**ZU ERLEDIGENDE AUFGABEN**.
A: Stimmen die folgenden Aussagen mit dem Auszug über den Menschen der Frühzeit überein? Antworte jeweils mit Ja oder Nein und zitiere wörtlich die Worte des Auszugs, die den Ausschlag geben: (i) Die Gestirne erschienen dem frühen Menschen einem stetigen Wandel unterworfen. (ii) Ohne das Licht der Sonne konnte kein Leben existieren. (iii) Auch der Mensch selbst unterlag einem Wandel.
B: Wie lautet im Auszug über den Menschen der Frühzeit die Stelle von „1. Alles in“ bis einschließlich „Manifestation höherer Mächte.“? Zitiere sie wortgetreu.

Horizonte 2 (Takimo 20)

Der Mensch der Frühzeit machte zwei für sein Weltverständnis entscheidende Beobachtungen:

1. Alles in seiner Umgebung schien ihm wie mit einem magischen Bann belegt. Pflanzen, Tiere und auch er selbst waren einem zwar langsamen, aber dafür stetigen Wandel unterworfen. Dinge entstanden neu, wurden geboren, wuchsen heran, existierten eine Zeit lang und verschwanden wieder. Mutter Natur brachte alles Leben hervor, nährte ihre Kinder und nahm sie dann eines Tages wieder zu sich.

2. Ganz anders waren ihm die Erscheinungen am Himmel. Bei Tage war es die Sonne, ohne deren Licht erst gar kein Leben existieren konnte, und bei Nacht der Mond und die Sterne. Die Gestirne waren scheinbar keinem Wandel unterworfen und in immer gleichen Bahnen zogen sie über das Himmelsgewölbe. Sie waren den frühen Menschen nicht nur ein Sinnbild für das Unvergängliche, sondern sichtbare Manifestation höherer Mächte.

Aus einer Sammlung entnommene Daten:
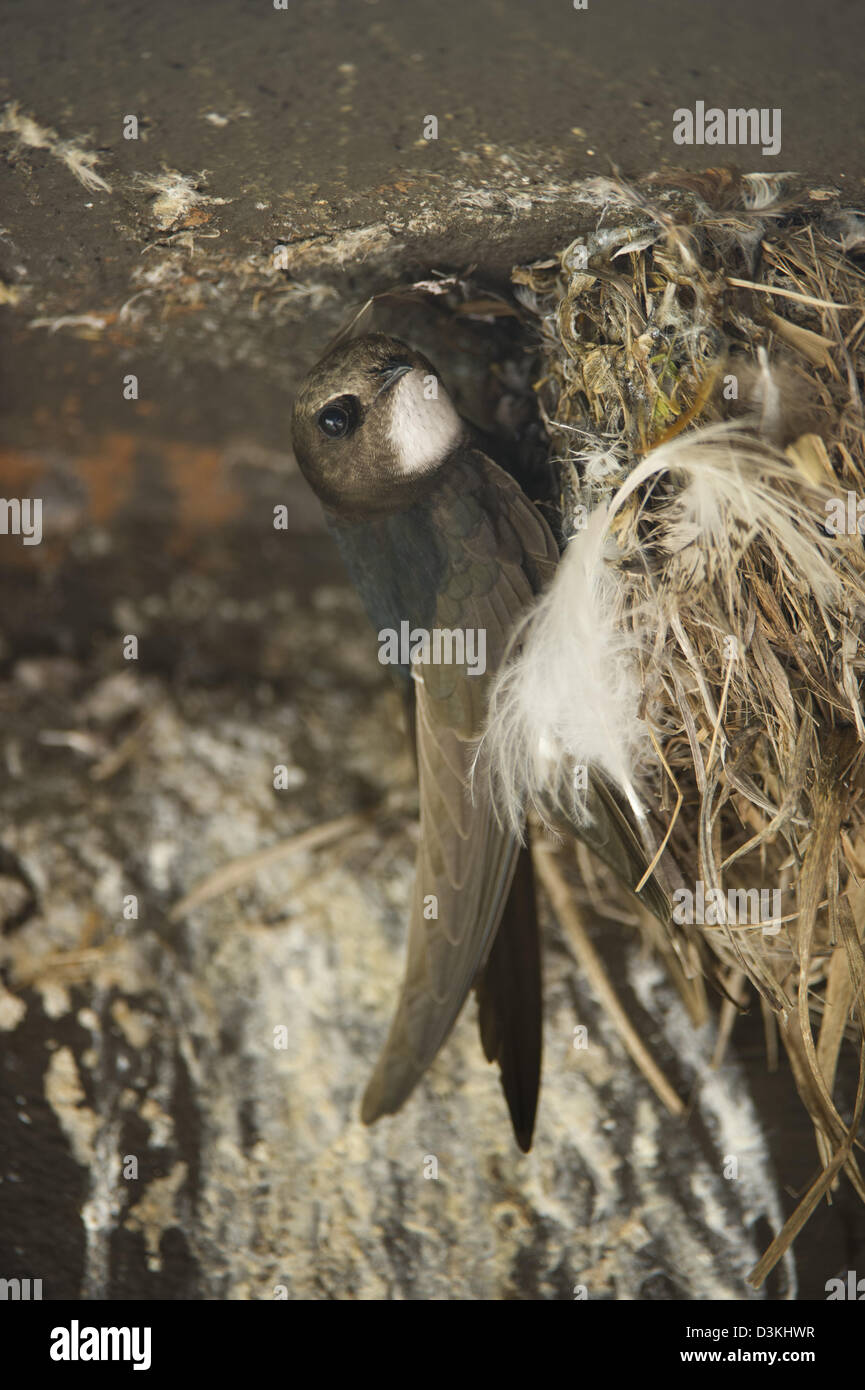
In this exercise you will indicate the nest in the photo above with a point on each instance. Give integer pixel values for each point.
(702, 363)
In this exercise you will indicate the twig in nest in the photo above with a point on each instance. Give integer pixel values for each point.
(590, 962)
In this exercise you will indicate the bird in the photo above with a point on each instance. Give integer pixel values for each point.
(437, 535)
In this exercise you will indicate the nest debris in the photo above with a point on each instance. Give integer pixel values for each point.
(721, 323)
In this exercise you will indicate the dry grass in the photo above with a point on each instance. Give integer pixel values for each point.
(644, 327)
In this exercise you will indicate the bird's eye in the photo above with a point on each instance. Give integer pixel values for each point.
(340, 417)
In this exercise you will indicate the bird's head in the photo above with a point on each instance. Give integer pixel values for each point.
(372, 424)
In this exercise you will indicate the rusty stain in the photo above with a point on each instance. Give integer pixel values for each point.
(205, 496)
(109, 476)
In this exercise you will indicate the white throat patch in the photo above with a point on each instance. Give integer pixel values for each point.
(422, 431)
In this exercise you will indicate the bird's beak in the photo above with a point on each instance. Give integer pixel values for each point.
(390, 375)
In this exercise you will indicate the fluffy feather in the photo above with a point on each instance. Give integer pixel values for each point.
(570, 698)
(684, 517)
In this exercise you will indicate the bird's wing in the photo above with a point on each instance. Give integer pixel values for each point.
(509, 1001)
(499, 552)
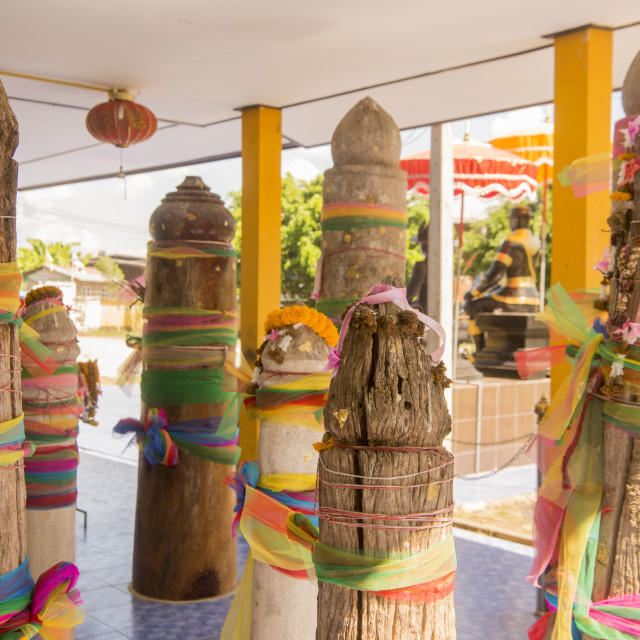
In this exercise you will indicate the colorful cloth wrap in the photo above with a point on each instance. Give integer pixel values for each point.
(345, 216)
(52, 426)
(12, 445)
(179, 249)
(352, 216)
(297, 403)
(40, 610)
(287, 539)
(379, 294)
(186, 343)
(214, 438)
(569, 505)
(266, 512)
(39, 357)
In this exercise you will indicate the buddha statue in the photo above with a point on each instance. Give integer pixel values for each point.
(517, 261)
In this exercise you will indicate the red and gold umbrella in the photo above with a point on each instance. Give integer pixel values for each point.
(478, 169)
(536, 145)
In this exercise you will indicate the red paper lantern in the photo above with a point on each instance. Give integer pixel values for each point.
(121, 121)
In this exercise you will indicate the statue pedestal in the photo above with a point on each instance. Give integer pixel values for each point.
(504, 335)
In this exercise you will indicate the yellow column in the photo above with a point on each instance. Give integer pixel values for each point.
(582, 97)
(260, 257)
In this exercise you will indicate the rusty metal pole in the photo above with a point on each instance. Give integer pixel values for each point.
(13, 512)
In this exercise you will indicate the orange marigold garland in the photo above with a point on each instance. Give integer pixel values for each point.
(89, 389)
(42, 293)
(313, 319)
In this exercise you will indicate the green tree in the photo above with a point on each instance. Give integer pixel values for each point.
(482, 239)
(300, 229)
(301, 232)
(110, 268)
(29, 259)
(418, 212)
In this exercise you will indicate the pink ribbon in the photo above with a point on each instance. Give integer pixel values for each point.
(631, 332)
(379, 294)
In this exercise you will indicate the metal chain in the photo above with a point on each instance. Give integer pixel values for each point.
(508, 463)
(488, 444)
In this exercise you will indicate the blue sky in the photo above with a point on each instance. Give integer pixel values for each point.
(96, 214)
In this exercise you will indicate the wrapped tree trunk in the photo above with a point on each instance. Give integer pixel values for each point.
(183, 547)
(364, 216)
(13, 519)
(617, 571)
(280, 601)
(51, 408)
(387, 416)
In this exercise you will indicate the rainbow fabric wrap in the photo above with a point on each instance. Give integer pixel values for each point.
(267, 507)
(39, 356)
(293, 490)
(40, 610)
(353, 216)
(178, 249)
(287, 539)
(188, 342)
(12, 445)
(569, 505)
(347, 216)
(52, 426)
(214, 439)
(297, 403)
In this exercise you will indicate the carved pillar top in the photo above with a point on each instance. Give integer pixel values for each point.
(366, 135)
(192, 212)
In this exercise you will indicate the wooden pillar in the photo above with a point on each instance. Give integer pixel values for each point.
(364, 212)
(260, 259)
(51, 530)
(183, 548)
(13, 517)
(616, 570)
(582, 101)
(440, 292)
(388, 394)
(280, 601)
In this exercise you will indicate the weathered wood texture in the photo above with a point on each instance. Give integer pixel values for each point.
(13, 521)
(617, 569)
(366, 151)
(183, 548)
(51, 533)
(394, 397)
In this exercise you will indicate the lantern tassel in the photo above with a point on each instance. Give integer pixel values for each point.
(121, 174)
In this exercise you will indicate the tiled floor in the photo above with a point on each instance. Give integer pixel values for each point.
(492, 598)
(107, 490)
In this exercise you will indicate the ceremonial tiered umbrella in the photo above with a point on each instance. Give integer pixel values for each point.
(536, 145)
(480, 170)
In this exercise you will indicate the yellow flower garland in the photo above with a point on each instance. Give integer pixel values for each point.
(41, 293)
(620, 195)
(311, 318)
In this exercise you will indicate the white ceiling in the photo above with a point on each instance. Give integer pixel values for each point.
(195, 62)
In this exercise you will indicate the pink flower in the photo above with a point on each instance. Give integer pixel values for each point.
(334, 359)
(603, 265)
(631, 332)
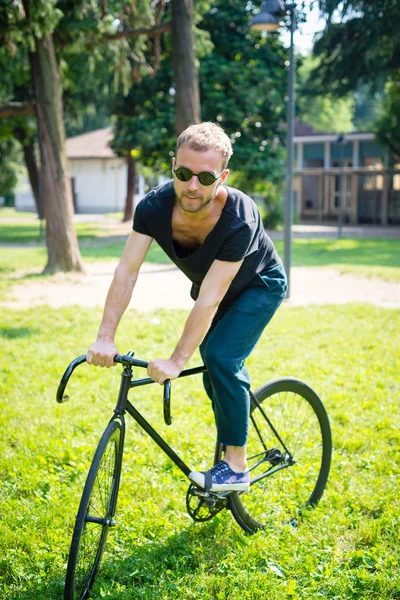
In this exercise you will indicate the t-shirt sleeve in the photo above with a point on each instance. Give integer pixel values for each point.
(238, 244)
(140, 217)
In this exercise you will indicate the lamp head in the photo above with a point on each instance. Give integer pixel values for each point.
(268, 17)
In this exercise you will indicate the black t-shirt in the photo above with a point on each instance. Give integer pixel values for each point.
(238, 234)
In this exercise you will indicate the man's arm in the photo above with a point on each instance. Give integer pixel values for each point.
(102, 352)
(212, 290)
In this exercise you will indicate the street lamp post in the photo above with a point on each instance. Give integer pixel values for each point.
(341, 140)
(269, 19)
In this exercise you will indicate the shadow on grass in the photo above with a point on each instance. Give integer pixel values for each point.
(152, 570)
(323, 252)
(14, 333)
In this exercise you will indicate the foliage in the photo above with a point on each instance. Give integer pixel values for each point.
(243, 85)
(360, 44)
(9, 159)
(322, 112)
(387, 125)
(345, 548)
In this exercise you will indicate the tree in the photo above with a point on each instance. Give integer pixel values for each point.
(387, 125)
(183, 60)
(360, 44)
(31, 25)
(322, 112)
(243, 85)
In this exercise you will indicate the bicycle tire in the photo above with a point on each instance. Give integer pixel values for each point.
(98, 501)
(301, 459)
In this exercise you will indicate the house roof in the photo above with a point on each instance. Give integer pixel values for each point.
(306, 133)
(94, 144)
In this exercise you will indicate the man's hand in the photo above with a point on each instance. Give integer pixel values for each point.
(161, 370)
(101, 353)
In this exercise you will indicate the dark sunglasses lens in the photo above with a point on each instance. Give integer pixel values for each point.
(206, 178)
(183, 174)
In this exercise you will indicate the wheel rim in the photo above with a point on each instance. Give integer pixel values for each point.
(94, 535)
(281, 497)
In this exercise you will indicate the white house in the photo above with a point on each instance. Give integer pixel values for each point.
(98, 176)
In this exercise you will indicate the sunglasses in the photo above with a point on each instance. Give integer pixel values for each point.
(205, 177)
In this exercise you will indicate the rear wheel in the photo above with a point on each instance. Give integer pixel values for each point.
(289, 454)
(95, 515)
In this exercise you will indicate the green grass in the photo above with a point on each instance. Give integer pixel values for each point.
(366, 257)
(347, 548)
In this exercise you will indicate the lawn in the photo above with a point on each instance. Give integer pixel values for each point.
(347, 548)
(101, 241)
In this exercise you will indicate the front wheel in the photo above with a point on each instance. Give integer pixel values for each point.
(289, 454)
(95, 515)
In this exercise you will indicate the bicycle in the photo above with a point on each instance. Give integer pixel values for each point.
(289, 455)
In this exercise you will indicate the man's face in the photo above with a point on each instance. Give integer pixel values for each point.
(192, 196)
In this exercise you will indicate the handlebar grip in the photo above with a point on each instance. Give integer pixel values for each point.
(167, 402)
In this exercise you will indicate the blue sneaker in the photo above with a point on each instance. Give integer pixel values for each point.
(221, 478)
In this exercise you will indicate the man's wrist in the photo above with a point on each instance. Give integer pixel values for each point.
(105, 336)
(179, 360)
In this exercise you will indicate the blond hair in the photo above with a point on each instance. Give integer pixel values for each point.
(206, 136)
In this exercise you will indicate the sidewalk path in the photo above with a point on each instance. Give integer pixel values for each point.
(164, 286)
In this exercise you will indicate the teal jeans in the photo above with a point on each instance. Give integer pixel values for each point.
(228, 343)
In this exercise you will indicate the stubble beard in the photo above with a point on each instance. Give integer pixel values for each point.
(186, 206)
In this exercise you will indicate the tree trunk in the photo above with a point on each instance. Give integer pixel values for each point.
(28, 148)
(130, 189)
(187, 96)
(61, 240)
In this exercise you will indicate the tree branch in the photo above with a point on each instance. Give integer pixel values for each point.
(16, 109)
(163, 27)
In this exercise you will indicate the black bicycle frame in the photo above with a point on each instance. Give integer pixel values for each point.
(124, 405)
(135, 414)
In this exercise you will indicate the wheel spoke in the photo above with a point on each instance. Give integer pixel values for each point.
(292, 410)
(89, 538)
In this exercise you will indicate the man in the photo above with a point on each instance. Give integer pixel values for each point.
(214, 234)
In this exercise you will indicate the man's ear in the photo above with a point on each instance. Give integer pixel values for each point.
(225, 175)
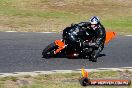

**LÖSUNGEN DER AUFGABEN**.
A:
(i) Nein: „Die Gestirne waren scheinbar keinem Wandel unterworfen“
(ii) Ja: „ohne deren Licht erst gar kein Leben existieren konnte“
(iii) Ja: „Pflanzen, Tiere und auch er selbst waren einem zwar langsamen, aber dafür stetigen Wandel unterworfen.“

B:
1. Alles in seiner Umgebung schien ihm wie mit einem magischen Bann belegt. Pflanzen, Tiere und auch er selbst waren einem zwar langsamen, aber dafür stetigen Wandel unterworfen. Dinge entstanden neu, wurden geboren, wuchsen heran, existierten eine Zeit lang und verschwanden wieder. Mutter Natur brachte alles Leben hervor, nährte ihre Kinder und nahm sie dann eines Tages wieder zu sich.

2. Ganz anders waren ihm die Erscheinungen am Himmel. Bei Tage war es die Sonne, ohne deren Licht erst gar kein Leben existieren konnte, und bei Nacht der Mond und die Sterne. Die Gestirne waren scheinbar keinem Wandel unterworfen und in immer gleichen Bahnen zogen sie über das Himmelsgewölbe. Sie waren den frühen Menschen nicht nur ein Sinnbild für das Unvergängliche, sondern sichtbare Manifestation höherer Mächte.